> **DO THIS**
Quote exactly the lines running from the line with "Objective — a point for each instance of the boutonniere" to the end of the entries, including both, and nothing else.

(Photo-based point labeling data)
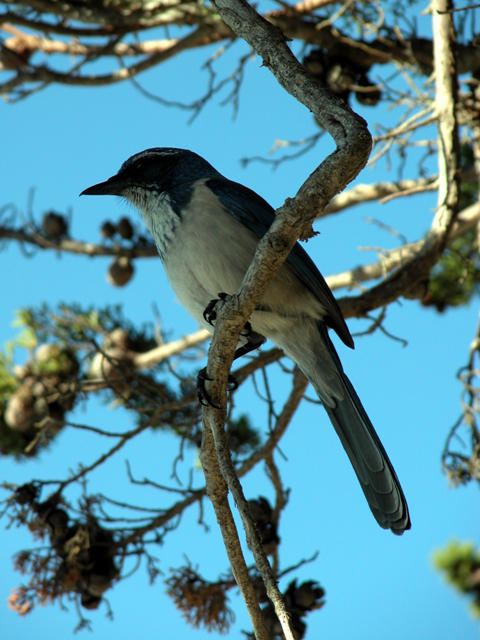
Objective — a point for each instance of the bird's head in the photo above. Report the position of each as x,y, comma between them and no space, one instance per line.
153,172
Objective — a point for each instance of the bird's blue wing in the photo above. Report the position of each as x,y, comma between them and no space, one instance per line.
257,215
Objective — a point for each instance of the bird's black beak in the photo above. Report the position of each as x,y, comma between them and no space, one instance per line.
112,187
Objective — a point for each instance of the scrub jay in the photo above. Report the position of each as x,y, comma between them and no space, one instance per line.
206,229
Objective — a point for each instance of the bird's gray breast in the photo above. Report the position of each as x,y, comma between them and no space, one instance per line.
161,217
208,253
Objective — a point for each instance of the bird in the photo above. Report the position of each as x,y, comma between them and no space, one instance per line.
206,229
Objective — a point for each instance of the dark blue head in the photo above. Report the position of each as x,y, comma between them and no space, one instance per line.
161,169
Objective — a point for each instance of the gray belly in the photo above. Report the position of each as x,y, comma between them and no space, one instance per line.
210,254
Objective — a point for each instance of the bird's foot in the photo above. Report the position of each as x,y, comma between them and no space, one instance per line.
210,314
202,394
247,330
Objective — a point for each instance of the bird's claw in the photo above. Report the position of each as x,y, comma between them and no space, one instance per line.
247,330
210,315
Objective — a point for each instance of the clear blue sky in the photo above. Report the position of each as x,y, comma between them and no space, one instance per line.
64,140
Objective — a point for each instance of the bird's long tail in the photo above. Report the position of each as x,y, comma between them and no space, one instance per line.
316,356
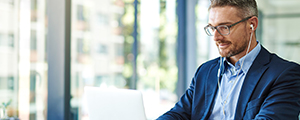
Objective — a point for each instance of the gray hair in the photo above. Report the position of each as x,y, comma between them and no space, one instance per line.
247,7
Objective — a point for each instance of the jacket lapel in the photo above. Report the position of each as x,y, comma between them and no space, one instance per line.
252,78
211,88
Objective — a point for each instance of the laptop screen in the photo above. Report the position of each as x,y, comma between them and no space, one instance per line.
114,104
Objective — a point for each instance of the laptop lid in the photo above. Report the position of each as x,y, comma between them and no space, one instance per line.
114,104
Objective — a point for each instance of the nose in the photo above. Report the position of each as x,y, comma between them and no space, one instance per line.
217,36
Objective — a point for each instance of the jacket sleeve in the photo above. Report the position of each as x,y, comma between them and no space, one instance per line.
182,109
283,100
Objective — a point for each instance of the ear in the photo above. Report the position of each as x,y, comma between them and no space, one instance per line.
254,22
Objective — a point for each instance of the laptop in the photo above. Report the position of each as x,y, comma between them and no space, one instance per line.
114,104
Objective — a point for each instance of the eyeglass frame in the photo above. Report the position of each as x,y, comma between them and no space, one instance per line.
228,26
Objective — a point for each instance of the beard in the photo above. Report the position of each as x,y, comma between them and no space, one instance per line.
234,48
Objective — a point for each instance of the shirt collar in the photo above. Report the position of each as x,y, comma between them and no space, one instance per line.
250,57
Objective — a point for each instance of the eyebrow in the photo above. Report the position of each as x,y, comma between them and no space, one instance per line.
224,23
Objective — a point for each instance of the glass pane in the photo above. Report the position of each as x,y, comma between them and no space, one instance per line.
279,26
156,62
23,76
101,48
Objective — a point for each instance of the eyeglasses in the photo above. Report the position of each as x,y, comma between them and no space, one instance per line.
222,29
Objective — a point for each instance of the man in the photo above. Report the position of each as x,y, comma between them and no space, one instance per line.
247,81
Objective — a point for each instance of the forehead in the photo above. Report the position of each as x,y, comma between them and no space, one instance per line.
223,15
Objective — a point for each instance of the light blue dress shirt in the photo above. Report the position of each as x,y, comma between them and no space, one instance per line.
230,88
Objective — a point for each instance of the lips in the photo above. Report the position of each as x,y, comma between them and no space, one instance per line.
224,45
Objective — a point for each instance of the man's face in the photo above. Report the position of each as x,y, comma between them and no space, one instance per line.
236,42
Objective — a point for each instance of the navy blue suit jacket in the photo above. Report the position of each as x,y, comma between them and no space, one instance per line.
271,91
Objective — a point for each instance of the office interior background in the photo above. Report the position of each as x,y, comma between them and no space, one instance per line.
51,49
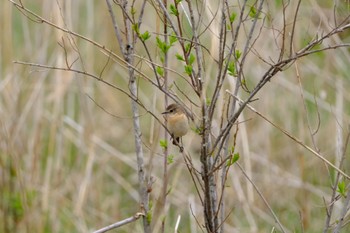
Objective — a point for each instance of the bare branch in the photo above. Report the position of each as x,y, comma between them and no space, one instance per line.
120,223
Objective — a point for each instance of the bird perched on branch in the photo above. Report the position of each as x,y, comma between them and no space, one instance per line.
177,122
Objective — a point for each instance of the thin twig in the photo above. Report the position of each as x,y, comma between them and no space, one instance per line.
294,139
120,223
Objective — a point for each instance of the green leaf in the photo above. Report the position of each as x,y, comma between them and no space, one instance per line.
145,36
238,54
233,159
233,17
172,39
187,47
162,45
135,27
133,11
173,10
207,101
342,188
149,216
188,69
163,144
170,159
231,68
179,57
191,59
253,12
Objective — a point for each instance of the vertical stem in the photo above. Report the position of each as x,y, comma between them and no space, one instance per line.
165,165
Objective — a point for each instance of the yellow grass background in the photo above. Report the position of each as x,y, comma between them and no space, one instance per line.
67,161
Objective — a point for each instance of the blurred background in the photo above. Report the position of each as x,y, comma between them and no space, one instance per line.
67,160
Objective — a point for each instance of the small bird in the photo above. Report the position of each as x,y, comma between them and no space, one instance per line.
177,122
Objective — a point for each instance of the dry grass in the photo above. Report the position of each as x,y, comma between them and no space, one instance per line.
67,163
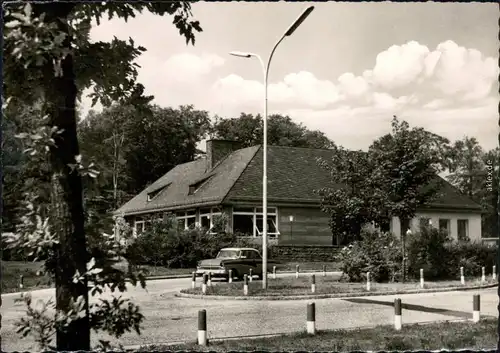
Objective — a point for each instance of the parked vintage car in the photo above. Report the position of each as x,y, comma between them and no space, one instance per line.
238,260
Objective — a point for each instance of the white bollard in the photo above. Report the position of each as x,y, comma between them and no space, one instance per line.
202,327
398,320
245,285
476,308
311,319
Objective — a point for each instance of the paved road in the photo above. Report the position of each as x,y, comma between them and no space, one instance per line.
171,319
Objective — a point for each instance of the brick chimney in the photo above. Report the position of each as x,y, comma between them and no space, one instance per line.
219,149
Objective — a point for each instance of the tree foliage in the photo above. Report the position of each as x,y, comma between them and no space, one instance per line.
395,177
281,131
347,203
467,166
135,145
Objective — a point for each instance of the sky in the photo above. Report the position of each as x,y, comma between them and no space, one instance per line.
346,71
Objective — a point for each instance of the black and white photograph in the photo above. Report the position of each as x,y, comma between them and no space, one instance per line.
250,176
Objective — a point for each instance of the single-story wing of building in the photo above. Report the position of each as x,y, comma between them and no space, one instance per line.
229,180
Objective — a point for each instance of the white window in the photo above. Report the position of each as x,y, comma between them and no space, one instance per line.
142,224
186,220
139,227
248,221
207,218
444,225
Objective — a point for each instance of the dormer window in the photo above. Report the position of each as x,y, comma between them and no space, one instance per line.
193,188
156,192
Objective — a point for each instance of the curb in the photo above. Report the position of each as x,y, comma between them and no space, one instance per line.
336,295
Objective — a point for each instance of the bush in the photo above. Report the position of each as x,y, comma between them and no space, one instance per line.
427,249
441,257
472,256
377,252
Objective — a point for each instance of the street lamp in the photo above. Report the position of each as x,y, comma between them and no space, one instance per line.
265,69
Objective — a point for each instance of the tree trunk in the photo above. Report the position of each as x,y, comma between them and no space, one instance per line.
67,191
498,243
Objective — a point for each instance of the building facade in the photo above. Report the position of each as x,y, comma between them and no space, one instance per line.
229,182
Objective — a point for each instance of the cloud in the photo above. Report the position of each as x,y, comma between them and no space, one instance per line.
352,86
298,89
434,89
186,66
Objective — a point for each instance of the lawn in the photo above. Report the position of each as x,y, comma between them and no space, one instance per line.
290,286
12,270
309,266
448,335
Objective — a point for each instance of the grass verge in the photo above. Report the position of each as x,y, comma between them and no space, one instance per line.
291,286
447,335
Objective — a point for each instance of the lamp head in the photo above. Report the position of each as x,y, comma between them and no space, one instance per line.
241,54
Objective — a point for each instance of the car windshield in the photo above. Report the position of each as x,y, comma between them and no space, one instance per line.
228,254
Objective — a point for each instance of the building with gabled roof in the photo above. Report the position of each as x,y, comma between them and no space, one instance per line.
229,180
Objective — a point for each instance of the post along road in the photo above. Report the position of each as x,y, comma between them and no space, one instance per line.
170,319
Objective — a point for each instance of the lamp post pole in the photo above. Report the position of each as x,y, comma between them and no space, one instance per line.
265,69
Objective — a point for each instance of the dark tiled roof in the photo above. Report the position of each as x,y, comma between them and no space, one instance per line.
293,177
176,195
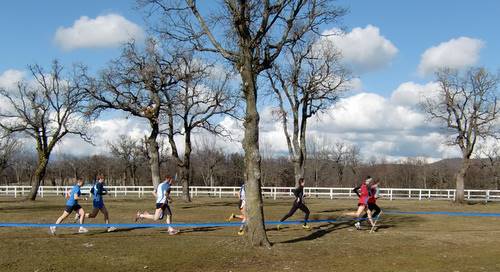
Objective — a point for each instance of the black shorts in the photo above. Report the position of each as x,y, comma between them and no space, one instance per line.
164,208
75,208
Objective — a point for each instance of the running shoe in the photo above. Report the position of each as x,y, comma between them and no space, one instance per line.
173,232
137,216
82,230
357,225
52,230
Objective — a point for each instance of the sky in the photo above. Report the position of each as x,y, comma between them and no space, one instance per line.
393,48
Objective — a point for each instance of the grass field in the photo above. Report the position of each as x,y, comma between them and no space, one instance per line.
402,243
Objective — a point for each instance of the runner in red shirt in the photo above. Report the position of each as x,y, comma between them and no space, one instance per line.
364,193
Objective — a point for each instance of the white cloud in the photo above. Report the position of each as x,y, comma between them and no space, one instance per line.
411,94
104,131
364,49
455,53
104,31
382,127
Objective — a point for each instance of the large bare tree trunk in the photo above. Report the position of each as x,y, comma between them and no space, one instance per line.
254,208
460,180
184,181
39,175
298,169
185,167
154,155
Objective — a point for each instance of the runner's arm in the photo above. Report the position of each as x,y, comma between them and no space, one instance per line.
356,190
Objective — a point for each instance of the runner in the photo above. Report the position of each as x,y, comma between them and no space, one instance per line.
72,205
241,206
162,194
363,192
298,203
98,202
372,200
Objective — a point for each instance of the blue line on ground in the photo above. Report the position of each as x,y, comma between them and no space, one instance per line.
237,224
466,214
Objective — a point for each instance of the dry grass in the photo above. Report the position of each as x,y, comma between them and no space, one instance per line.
403,242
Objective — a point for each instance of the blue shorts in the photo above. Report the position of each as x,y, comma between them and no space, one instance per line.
164,208
75,208
98,204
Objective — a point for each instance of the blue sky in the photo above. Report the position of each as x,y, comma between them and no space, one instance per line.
466,31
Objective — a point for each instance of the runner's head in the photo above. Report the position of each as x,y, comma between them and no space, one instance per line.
301,181
368,180
100,178
169,179
79,181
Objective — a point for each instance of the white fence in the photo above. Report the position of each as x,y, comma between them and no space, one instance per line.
269,192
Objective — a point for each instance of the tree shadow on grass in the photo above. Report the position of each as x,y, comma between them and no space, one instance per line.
194,230
386,222
334,210
215,204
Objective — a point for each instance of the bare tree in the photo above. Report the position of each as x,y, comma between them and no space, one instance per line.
129,152
135,83
210,157
255,34
9,146
199,97
467,106
45,110
489,157
308,80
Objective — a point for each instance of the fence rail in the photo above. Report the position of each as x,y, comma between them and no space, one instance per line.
268,192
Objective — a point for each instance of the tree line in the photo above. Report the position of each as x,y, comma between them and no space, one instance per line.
201,64
339,165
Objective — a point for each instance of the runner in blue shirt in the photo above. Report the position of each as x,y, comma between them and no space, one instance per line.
241,206
162,194
72,205
97,192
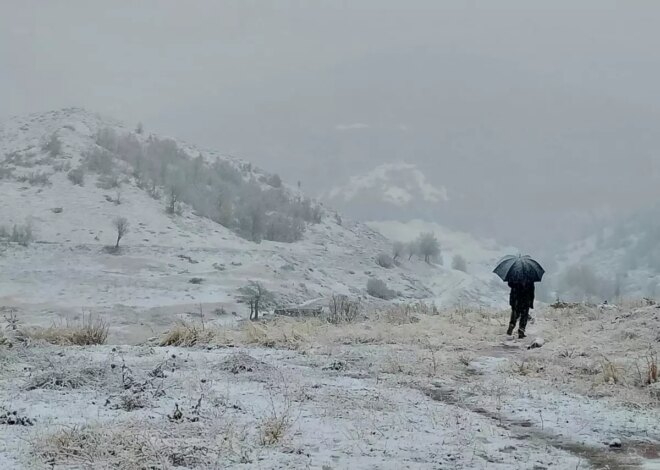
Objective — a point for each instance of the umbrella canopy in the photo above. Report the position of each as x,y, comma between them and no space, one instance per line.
519,269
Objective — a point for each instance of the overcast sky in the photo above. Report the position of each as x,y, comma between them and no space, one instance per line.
536,119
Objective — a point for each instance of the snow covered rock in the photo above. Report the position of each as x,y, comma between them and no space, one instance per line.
537,343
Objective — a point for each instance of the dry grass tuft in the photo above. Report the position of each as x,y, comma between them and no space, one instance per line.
187,335
128,446
277,424
96,447
90,331
60,379
612,373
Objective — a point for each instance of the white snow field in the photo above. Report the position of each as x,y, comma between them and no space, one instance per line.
404,388
143,358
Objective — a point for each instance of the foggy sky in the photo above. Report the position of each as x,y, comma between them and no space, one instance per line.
538,120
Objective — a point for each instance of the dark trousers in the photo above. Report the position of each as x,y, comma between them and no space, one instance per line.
522,314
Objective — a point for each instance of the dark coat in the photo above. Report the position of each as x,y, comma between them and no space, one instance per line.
522,295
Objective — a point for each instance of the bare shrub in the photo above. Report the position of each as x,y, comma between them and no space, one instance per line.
36,178
648,373
53,146
611,372
89,331
401,314
59,377
99,160
6,173
274,180
20,234
343,309
121,226
256,296
398,249
76,176
61,167
377,288
187,335
275,426
385,261
429,247
100,447
108,181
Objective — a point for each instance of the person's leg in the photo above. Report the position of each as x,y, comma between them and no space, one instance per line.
512,321
524,315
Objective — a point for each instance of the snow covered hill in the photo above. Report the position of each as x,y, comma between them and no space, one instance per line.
619,260
387,190
64,184
450,285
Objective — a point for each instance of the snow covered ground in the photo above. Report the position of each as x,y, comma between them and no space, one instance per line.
404,388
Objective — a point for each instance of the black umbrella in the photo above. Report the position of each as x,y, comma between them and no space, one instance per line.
519,269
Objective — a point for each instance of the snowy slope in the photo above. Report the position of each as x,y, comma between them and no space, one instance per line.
624,258
452,286
392,188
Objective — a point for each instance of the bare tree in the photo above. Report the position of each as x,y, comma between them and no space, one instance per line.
256,296
173,199
121,225
428,246
398,249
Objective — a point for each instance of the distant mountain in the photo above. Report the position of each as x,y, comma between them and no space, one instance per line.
201,225
390,190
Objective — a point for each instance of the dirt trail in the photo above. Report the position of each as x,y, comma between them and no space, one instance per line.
633,455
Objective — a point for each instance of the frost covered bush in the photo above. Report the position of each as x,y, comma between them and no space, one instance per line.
76,176
377,288
21,234
398,249
53,146
428,246
385,261
36,178
229,193
459,263
343,309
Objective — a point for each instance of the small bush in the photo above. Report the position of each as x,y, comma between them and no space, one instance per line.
61,378
108,181
53,146
385,261
36,178
21,234
62,167
187,335
76,176
342,309
459,263
377,288
274,180
99,160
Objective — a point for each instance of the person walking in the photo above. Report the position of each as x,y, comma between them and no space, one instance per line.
520,272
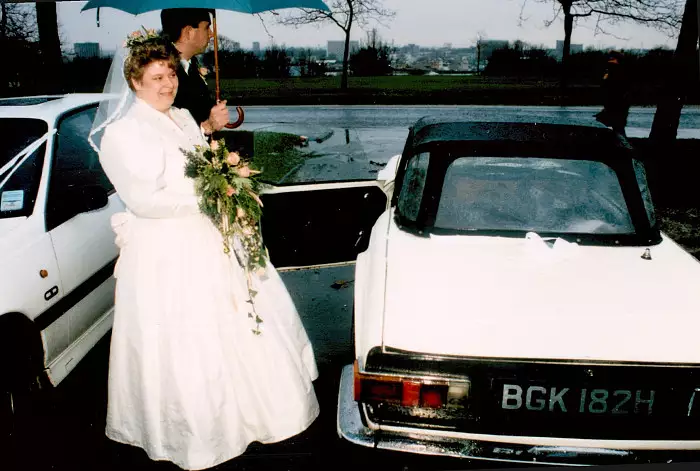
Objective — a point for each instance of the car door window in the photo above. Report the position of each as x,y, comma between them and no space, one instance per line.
75,165
19,193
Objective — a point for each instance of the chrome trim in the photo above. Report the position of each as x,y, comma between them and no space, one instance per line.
351,428
541,361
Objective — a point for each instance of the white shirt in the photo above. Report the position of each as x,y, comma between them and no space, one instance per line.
186,65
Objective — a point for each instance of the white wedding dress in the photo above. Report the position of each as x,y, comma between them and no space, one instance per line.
189,382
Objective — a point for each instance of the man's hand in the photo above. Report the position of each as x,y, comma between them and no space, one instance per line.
218,117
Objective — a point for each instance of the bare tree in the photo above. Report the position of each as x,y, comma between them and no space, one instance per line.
17,22
50,43
480,38
680,78
345,14
664,15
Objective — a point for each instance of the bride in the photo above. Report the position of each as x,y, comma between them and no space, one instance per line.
188,380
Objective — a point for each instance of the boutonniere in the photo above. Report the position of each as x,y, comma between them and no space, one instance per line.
203,72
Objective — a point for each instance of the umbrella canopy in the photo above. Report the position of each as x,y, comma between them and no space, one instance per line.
136,7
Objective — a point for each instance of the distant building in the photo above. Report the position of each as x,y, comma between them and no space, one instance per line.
490,45
86,50
573,49
336,49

> **PROBLEM SOLUTION**
Objective — a point for each instance of the boutonniere in the photo above. Report the position of each as x,y, comma between them and no space, one instance per line.
203,72
Objective — a point for each instance of the umbrella canopy in the photo above. Report the position of each as x,y, comma between them and no space, one instance per line.
136,7
Objective — a point for each instance of the distant building in the photo above. Report the position of each as x,y, comma between them and no space, one instance per line.
490,45
86,50
573,49
336,49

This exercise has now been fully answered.